▶ _Task requirements_:
Print out each entry below exactly, please.

▶ _Listed records_:
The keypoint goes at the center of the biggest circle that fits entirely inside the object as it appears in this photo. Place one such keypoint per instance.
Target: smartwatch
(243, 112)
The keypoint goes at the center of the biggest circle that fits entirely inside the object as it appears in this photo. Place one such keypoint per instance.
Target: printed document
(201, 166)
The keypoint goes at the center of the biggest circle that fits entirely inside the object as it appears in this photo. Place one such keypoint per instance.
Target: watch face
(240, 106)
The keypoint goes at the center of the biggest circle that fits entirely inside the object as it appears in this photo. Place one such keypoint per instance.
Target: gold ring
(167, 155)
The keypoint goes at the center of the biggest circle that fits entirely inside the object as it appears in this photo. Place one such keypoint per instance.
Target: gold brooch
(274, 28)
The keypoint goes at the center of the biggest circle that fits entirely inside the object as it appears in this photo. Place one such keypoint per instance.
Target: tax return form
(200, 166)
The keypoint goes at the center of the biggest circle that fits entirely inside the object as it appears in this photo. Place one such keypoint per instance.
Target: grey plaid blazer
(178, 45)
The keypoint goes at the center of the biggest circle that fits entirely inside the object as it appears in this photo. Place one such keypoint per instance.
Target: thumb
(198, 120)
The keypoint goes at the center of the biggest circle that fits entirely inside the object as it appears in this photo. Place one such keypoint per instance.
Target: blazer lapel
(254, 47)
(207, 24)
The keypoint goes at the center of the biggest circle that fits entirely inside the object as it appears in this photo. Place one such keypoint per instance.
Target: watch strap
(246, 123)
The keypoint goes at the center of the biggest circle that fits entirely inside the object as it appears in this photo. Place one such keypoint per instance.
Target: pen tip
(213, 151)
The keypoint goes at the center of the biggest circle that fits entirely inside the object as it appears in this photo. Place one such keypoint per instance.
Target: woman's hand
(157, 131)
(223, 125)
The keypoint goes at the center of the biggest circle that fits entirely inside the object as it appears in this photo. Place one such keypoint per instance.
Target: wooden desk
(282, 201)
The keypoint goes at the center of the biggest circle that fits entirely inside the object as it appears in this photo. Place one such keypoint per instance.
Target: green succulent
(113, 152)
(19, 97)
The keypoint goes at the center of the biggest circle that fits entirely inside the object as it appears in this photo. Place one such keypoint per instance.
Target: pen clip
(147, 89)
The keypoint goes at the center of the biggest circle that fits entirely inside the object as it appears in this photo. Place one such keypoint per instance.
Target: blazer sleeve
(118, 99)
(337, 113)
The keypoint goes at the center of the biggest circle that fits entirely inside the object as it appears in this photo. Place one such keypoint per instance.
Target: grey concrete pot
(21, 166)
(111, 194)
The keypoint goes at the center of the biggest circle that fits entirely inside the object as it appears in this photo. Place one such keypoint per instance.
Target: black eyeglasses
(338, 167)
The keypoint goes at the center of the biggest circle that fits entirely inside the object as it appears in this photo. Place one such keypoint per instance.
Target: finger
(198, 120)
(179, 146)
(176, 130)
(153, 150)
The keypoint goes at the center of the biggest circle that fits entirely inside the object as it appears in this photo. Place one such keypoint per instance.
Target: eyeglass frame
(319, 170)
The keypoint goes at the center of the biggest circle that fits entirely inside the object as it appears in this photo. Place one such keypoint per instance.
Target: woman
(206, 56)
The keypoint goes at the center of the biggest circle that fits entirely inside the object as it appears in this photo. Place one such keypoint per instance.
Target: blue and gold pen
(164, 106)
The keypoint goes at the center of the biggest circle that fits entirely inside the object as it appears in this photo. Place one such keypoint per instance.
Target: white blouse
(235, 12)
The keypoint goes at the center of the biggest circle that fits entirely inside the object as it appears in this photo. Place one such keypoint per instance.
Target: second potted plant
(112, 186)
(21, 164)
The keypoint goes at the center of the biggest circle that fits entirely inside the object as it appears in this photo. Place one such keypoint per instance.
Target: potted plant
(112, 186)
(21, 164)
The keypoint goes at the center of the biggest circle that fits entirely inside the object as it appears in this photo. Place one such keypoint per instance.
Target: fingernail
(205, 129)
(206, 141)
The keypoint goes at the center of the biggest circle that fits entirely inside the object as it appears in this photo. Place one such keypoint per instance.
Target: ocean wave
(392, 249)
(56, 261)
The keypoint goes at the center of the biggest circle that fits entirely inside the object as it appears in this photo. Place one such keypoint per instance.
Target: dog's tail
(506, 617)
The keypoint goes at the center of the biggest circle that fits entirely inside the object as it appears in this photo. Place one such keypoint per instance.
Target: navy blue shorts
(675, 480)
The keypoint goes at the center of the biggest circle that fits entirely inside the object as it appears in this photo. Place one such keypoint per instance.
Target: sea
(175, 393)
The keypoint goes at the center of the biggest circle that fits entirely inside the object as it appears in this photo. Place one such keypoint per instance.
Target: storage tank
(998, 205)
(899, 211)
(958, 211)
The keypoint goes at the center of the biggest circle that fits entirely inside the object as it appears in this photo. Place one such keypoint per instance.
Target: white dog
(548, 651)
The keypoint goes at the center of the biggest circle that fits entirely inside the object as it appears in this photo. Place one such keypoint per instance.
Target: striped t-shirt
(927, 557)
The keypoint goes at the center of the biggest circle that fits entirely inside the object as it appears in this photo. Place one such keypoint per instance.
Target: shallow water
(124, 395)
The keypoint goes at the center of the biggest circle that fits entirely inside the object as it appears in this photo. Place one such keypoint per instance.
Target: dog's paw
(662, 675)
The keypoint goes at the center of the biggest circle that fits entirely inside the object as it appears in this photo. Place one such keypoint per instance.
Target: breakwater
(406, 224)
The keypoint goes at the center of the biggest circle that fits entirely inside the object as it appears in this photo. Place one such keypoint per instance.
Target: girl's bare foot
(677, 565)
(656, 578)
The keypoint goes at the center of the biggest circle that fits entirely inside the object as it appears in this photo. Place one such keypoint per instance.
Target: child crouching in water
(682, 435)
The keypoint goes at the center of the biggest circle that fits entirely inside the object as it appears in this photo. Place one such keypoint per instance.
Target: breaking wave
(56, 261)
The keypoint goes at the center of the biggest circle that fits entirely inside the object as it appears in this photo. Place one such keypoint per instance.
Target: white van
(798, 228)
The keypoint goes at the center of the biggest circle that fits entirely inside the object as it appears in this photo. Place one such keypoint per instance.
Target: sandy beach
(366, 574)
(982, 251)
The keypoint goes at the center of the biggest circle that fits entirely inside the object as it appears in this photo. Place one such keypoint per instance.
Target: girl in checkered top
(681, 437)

▶ _Response_:
The keypoint goes at the center of the biggest circle that fits entirely inside the object as it appears in this photo. Place one such keypoint per instance.
Target: smartwatch
(243, 112)
The keypoint goes at the center of the biggest circle that fits entirely inside the object as it appears in this photo. Place one such keypoint per instance.
Target: printed document
(201, 166)
The keypoint goes at the center of the biggest circle that fits entirely inside the object as it appears in this photo. Place one such keypoint per instance.
Target: watch face
(240, 106)
The keypoint goes at the center of the biggest circle that fits entirely inside the object as it appears in this photo. Place one such keypoint per instance.
Target: gold ring
(167, 155)
The keypoint goes at the center of the biggest circle that fits entirely inside the object as it appears in this photo. Place one such keypoint per instance.
Target: gold brooch
(274, 28)
The keypoint goes at the center of the biggest circle that fits entirely inside the object as it appears in this photo. Place one such keypoint per instance.
Target: tax return form
(200, 166)
The keypoint goes at the center of the biggest circle that fits entirely inside the object as it appears in this photo. Place one such keypoint per instance.
Target: grey plaid blazer
(178, 45)
The keypoint goes at the center of the biggest circle that fits entirely inside the object as it appears in this photo. Place one such keypoint per instance.
Target: thumb
(198, 120)
The keypoint goes at the center of the biggest circle that fits entirely inside the object as it appears in this photo. Place one such keypoint per instance.
Target: blazer lapel
(254, 47)
(207, 24)
The keypoint goes at the center of the biggest circle that fits entirely inside the object as it appears in this photo. Place one such keypoint per instance.
Target: watch strap
(246, 123)
The keypoint goes at the center of the biggest circle that fits entirely inside the object as it appears in this photo. Place one such keypoint per instance.
Target: pen tip
(213, 151)
The keypoint goes at the center of the biggest circle that fits entirely inside the object as it appears in this photo. Place one such keypoint per instance.
Target: woman's hand
(157, 131)
(223, 125)
The keypoint goes at the center of the biggest circle that fits entirely inside the object as it appears in this photo. Place one such keypoint per instance.
Target: wooden desk
(282, 201)
The keypoint goes at the center of the biggest circle that fits entirely inside the object as it appears in this photo. Place one such keypoint per instance.
Target: green succulent
(113, 152)
(19, 97)
The keypoint goes at the center of the biggest circle that fits entirely inside the object as it appears in this photo. Place one such keypoint per instance.
Target: pen clip
(147, 89)
The keypoint goes at the center of the biggest circle that fits entirely inside the object as it appears in this photo. Place one such keypoint per instance.
Target: blazer sleeve
(118, 99)
(337, 113)
The keypoint goes at the center of the biggest circle that fits entirely inside the object as it appears in this photo. Place one such keypoint per instance.
Target: grey concrete pot
(21, 166)
(111, 194)
The keypoint goes at the center of the biggest circle that fits entirely inside the object as it appears in this photo. Place one such keypoint per instance.
Target: black eyeglasses
(338, 167)
The keypoint goes at the center of the biggest circle that fits entirely inside the object as it appears in this photo. Place one such keypoint per instance.
Target: finger
(198, 120)
(179, 146)
(176, 130)
(153, 150)
The keypoint goes at the center of the biggest circle that fits entirely inside the object as it appears in this photo. Place one such keypoint per instance.
Target: eyeglass frame
(319, 170)
The keypoint goes at the center of the biggest circle that fits entirely inside the object as it appears in this photo. Place one such keypoint per instance.
Target: woman
(206, 56)
The keypoint goes at the center of the biggest circle that fits entirely inside the object as it appears in this photo. Place one such keypoint per instance.
Target: blue and gold pen
(164, 106)
The keypoint goes at the center of the biggest circle that fits entirely inside the object as it appears in this photo. Place one such keypoint per instance.
Target: white blouse
(235, 12)
The keypoint goes at the center of the biggest circle that fits entirely inside the object as it appears in this photo. Place one such keypoint per instance.
Target: second potted plant
(112, 186)
(21, 164)
The keypoint goes at the center of the biggest circle that fits entirely inside the object as it appears in this photo. Place one such keypoint per instance.
Target: potted plant
(112, 186)
(21, 164)
The keypoint goes at the center of the biggest circle that fits entirely inside the object as it appears in this photo. Place one such keypoint per instance.
Target: fingernail
(205, 129)
(206, 141)
The keypoint goes at the center of the biggest circle that fits entirely inside the object as it appears in this photo. Place one such keypoint per instance.
Target: ocean wave
(392, 249)
(56, 261)
The keypoint goes at the center of the biggest circle that fits entirely inside the object as it appears in this photo. Place one such keypoint per instance.
Target: dog's tail
(506, 617)
The keypoint goes at the center of the biggest circle that fits entirely inside the object as it appears in this photo. Place one such keypoint per instance.
Target: navy blue shorts
(675, 480)
The keypoint goes at the center of the biggest circle that fits entirely inside the object as it appears in this photo. Place one such keypoint per instance.
Target: sea
(175, 393)
The keypoint goes at the center of the biggest circle that fits entirely inside the object as it appears in this photo. Place one such keypoint per instance.
Target: storage tank
(998, 205)
(899, 211)
(958, 211)
The keypoint goes at the center of the biggest circle that fits entirely inside the object as it appears in this photo. Place one such keypoint per instance.
Target: white dog
(548, 651)
The keypoint goes at the center of the biggest circle that fits entirely inside the object as it appears in this photo. Place one such keypoint per instance.
Target: striped t-shirt
(927, 557)
The keypoint goes at the center of the biggest circle that fits entirely inside the object as it appears in this photo. Place one such keypoint per instance.
Target: shallow water
(124, 395)
The keypoint goes at the center of the biggest circle that fits entirely inside the object as it appears in this photo. Place one such keypoint per instance.
Target: dog's paw
(662, 675)
The keypoint goes at the center of the biggest circle that fits entirely inside the object as it appears in this photo. Place one such keypoint per instance.
Target: breakwater
(406, 224)
The keypoint goes at the center of the biggest circle that fits entirely inside the object as it appears in this photo. Place one such keypoint per instance.
Target: girl's bare foot
(677, 565)
(656, 578)
The keypoint goes at the center of the biggest circle that fits entirely inside the object as it appears in this photo. Place one such keypoint per instance.
Target: child crouching in water
(682, 435)
The keypoint goes at the center of the biggest circle that fits entirely inside the object as it appears in this photo. Place one such keypoint per instance.
Target: breaking wave
(56, 261)
The keypoint goes at the center of the biggest circle that fits entirely inside the object as it appears in this photo. Place one such keypoint per instance.
Target: white van
(798, 228)
The keypoint goes at the center of the biggest circle that fits entirely inside the object as it appears in this photo. Place one such keypoint per instance.
Target: sandy beach
(366, 574)
(982, 251)
The keypoint goes at the center of the biggest circle that fits entirely inside the object as it appears in this photo. Place one such keypoint per instance.
Target: girl in checkered top
(681, 437)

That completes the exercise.